**** EXCERPT
Nasty typo in PEP 238 (revised)
Tom Jenkins
tjenkins at nospiced.ham.devis.com
Thu Jul 26 22:34:55 EDT 2001
David Eppstein wrote:
> In article <cp4rrz5onj.fsf at cj20424-a.reston1.va.home.com>,
> Guido van Rossum <guido at python.org> wrote:
>
>
>> Q. How do I write code that works under the classic rules as well
>> as under the new rules without using // or a future division
>> statement?
>>
>> A. Use x*1.0/y for true division, divmod(x, y)[0] for int
>> division. Especially the latter is best hidden inside a
>> function. You may also write floor(x)/y for true division if
>> you are sure that you don't expect complex numbers.
>>
>
>
> Shouldn't this be float(x)/y ?
********
**** PROVIDED INFORMATION
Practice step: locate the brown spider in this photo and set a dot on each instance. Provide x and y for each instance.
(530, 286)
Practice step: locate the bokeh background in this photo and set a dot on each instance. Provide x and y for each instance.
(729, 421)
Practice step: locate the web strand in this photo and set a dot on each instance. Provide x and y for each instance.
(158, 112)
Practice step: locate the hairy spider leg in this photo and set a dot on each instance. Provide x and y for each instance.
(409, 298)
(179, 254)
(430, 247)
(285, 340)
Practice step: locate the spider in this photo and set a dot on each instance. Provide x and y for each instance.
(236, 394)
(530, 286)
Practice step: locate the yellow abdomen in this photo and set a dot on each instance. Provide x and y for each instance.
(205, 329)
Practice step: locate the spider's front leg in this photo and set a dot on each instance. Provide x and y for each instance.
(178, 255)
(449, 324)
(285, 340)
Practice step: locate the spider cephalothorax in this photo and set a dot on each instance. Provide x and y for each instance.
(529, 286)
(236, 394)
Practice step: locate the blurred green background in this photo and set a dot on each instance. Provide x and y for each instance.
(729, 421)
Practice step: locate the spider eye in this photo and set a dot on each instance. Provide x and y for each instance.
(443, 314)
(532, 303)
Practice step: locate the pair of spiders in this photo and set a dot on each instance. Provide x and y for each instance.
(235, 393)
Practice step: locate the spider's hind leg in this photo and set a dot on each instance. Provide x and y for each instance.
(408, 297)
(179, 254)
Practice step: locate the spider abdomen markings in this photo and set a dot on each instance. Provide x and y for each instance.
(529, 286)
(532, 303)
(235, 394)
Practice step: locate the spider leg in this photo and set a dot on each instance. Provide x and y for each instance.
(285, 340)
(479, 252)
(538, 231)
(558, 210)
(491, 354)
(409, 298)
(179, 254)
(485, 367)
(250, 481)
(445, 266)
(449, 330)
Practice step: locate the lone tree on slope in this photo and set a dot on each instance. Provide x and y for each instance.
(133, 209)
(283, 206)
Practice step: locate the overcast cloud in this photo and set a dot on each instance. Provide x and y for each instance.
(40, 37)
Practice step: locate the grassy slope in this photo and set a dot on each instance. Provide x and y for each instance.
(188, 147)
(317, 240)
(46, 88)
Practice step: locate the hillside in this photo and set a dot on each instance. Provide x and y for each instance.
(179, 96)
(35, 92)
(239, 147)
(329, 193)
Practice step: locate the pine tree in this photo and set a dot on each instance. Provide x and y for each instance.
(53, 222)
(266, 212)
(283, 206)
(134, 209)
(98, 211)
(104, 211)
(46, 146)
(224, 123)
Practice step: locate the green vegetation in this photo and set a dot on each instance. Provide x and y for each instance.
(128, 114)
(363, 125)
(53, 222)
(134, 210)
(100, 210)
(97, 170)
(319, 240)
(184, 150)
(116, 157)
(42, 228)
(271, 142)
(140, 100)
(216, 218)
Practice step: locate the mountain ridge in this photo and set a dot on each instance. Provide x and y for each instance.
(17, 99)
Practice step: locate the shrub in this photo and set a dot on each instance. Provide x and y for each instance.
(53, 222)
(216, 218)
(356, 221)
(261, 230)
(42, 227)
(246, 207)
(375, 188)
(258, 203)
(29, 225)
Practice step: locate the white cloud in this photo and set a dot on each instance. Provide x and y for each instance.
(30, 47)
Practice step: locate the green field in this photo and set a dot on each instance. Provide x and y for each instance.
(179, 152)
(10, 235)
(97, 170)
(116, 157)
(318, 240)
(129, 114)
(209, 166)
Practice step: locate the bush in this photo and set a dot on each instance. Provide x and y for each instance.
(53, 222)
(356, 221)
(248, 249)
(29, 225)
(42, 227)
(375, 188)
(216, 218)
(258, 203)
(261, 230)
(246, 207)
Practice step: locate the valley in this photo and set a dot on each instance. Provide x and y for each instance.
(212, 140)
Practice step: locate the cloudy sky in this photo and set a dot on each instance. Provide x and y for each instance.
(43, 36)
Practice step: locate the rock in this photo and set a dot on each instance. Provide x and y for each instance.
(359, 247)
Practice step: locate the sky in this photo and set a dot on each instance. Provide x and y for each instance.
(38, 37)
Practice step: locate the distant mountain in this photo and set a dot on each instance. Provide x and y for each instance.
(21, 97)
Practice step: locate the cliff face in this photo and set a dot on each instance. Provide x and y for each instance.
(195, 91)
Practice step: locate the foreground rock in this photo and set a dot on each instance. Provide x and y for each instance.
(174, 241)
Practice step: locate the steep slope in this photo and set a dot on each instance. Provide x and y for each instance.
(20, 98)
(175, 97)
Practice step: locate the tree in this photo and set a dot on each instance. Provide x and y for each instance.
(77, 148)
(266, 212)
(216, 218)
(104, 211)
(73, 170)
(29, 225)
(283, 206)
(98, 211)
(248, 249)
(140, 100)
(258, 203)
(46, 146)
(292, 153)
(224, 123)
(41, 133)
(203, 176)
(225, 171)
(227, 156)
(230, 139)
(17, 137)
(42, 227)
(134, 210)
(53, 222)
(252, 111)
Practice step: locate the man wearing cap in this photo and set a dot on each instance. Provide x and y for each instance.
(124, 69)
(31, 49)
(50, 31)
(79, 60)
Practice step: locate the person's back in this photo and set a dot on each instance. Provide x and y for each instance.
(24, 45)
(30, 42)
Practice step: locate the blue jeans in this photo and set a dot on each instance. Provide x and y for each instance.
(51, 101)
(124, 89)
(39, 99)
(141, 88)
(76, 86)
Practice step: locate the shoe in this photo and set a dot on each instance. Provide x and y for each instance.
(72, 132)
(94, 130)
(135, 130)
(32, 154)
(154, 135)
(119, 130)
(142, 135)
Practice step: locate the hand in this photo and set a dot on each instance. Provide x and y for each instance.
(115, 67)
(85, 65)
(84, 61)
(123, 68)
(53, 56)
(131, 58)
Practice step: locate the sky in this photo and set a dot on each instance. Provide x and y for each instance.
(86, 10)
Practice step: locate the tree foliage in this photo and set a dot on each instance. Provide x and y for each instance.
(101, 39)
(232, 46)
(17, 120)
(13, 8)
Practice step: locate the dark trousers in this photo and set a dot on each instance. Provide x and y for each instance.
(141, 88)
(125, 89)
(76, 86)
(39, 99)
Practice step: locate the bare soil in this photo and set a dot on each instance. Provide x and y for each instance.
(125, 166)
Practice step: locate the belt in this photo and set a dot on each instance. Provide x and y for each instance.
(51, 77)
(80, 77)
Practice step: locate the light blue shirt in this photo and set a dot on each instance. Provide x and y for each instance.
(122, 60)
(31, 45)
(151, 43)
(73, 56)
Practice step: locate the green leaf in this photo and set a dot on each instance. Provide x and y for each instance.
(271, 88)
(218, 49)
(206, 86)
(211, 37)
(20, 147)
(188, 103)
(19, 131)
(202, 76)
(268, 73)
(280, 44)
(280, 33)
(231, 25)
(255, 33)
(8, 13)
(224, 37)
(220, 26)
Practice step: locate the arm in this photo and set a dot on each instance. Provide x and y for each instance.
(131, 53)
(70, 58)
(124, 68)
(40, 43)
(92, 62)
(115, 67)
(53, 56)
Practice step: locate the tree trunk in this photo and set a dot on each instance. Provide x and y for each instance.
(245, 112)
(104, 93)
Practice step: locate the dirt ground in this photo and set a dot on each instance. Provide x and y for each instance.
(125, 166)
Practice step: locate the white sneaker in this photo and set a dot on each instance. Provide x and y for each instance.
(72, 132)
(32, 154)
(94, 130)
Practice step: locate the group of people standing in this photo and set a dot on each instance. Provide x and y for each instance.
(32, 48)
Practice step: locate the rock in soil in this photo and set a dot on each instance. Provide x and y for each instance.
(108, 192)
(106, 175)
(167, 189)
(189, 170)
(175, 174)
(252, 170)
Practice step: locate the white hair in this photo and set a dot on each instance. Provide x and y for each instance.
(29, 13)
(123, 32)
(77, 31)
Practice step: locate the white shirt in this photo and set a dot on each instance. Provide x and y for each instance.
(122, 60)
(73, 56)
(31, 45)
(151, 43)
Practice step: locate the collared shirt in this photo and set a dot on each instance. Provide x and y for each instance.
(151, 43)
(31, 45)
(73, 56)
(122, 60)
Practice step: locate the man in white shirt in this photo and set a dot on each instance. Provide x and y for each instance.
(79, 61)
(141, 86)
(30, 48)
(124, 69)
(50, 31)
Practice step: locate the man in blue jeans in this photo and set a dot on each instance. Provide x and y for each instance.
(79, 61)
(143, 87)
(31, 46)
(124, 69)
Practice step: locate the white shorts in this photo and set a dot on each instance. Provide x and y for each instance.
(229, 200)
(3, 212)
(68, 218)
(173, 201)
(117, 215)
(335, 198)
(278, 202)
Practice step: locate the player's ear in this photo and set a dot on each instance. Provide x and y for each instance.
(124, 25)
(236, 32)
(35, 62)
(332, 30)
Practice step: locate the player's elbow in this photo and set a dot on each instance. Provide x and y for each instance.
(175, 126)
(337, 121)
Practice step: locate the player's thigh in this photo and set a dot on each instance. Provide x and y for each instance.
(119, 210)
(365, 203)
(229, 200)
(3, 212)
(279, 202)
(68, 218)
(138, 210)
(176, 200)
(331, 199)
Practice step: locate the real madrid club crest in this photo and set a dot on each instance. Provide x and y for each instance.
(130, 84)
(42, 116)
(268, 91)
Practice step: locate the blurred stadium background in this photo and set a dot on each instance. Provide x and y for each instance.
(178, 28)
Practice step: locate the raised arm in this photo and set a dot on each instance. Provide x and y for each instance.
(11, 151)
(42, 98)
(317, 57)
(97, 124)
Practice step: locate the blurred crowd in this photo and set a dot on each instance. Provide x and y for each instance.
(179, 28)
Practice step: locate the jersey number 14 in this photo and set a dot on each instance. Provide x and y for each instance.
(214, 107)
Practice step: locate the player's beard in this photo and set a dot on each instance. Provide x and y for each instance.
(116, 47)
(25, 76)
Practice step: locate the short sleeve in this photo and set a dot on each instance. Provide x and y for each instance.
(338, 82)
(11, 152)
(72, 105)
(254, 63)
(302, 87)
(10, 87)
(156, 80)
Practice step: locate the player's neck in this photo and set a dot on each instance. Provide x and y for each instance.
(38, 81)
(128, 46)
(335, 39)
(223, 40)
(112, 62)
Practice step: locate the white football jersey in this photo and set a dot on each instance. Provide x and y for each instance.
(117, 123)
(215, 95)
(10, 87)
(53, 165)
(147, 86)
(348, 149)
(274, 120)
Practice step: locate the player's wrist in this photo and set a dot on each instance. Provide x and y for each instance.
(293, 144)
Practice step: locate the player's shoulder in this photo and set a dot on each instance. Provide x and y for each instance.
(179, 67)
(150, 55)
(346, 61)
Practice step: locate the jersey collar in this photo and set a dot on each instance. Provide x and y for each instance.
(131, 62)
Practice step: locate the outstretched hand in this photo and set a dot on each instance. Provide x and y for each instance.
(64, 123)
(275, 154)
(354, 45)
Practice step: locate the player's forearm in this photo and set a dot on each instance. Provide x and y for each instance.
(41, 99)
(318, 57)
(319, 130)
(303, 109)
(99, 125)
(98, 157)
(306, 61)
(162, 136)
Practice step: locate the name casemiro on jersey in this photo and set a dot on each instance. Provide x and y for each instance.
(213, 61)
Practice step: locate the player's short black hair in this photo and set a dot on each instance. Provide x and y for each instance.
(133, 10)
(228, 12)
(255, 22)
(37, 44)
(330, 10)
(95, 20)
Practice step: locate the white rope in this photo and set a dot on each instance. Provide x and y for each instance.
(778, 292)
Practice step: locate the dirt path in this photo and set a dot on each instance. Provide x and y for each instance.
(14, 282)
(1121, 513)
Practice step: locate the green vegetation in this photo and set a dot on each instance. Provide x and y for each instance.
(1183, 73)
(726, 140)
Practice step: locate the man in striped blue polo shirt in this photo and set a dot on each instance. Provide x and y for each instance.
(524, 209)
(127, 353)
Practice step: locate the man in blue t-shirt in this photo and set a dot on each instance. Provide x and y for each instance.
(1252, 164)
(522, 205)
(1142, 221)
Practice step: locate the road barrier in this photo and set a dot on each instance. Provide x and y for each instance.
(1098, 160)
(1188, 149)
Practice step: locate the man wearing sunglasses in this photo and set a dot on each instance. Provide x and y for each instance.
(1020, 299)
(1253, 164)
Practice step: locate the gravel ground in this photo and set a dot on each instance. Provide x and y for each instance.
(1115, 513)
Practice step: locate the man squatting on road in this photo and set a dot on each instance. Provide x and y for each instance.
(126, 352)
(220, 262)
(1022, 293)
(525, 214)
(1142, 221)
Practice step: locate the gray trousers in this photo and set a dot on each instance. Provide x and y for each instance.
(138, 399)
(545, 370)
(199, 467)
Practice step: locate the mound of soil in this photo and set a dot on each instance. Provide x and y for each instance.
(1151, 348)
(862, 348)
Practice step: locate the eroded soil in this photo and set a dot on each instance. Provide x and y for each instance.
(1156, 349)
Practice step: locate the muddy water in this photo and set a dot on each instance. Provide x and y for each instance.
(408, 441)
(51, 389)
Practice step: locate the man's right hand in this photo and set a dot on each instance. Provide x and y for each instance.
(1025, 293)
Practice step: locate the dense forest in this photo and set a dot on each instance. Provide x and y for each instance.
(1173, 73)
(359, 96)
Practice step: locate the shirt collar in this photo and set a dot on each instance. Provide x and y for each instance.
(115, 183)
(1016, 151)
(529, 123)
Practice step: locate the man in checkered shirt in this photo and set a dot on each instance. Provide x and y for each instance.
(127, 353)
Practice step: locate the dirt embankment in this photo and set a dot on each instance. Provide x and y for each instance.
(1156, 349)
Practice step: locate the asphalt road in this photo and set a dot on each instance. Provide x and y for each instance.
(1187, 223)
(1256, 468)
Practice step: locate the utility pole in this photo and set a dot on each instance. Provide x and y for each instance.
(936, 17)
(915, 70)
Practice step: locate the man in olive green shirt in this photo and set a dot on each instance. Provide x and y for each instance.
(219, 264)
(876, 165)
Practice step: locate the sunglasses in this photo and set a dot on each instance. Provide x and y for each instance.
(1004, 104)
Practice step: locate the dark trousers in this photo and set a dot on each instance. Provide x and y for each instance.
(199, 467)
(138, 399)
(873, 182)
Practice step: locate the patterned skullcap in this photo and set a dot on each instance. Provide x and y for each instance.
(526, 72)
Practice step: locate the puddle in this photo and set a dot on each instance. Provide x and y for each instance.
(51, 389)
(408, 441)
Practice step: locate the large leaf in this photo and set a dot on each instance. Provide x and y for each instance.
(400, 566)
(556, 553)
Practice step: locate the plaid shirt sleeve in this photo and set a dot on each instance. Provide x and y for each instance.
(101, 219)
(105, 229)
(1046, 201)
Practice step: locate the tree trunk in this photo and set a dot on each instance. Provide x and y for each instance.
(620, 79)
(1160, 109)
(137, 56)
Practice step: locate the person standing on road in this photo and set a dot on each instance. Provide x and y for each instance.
********
* **TO DO**
(A) Name every person mentioned by name in the post about the PEP 238 typo.
(B) Put this sentence from the PEP 238 post into Spanish: "Especially the latter is best hidden inside a function."
(C) Carry on the mailing list post about the PEP 238 typo from its final line.
The rows come from a separate source, unrelated to the post.

* **TASK RESULTS**
(A) Tom Jenkins, David Eppstein, Guido van Rossum

(B) Sobre todo lo segundo conviene ocultarlo dentro de una función.

(C)
>
> I still don't like the phrase "true division", it implies a value judgement
> that quotients are somehow an inferior thing to want to compute.
>
David,
I'm not sure. I thought so to, but decided to try it in the interpreter
first (since I never used floor before)
>>> xxx = 1.0
>>> yyy = 2
>>> from math import floor
>>> floor(xxx)/yyy
0.5
>>> xx = 1
>>> floor(xx)/yyy
0.5
>>> yy = 2
>>> floor(xx)/yy
0.5
>>> floor(xx)
1.0
>>> xx = -1
>>> floor(xx)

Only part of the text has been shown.